→ Supplied data:
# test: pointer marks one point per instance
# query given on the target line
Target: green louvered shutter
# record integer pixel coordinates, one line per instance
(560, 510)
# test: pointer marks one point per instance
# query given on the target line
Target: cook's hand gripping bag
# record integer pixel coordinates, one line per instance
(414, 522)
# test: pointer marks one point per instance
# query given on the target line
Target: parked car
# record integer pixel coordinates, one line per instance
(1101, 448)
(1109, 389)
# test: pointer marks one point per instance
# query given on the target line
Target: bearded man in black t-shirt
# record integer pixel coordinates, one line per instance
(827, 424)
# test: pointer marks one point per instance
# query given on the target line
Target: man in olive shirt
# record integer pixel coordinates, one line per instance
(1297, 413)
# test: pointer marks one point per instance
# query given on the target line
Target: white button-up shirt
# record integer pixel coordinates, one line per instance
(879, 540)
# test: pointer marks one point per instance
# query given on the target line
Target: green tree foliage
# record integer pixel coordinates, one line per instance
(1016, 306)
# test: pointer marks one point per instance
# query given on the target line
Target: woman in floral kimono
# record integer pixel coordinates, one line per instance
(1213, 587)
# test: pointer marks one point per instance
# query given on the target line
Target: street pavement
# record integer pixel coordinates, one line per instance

→ Task to complete: List each line of the listing above that contains the word "green".

→ Solution for this exercise:
Target: green louvered shutter
Target: green tree foliage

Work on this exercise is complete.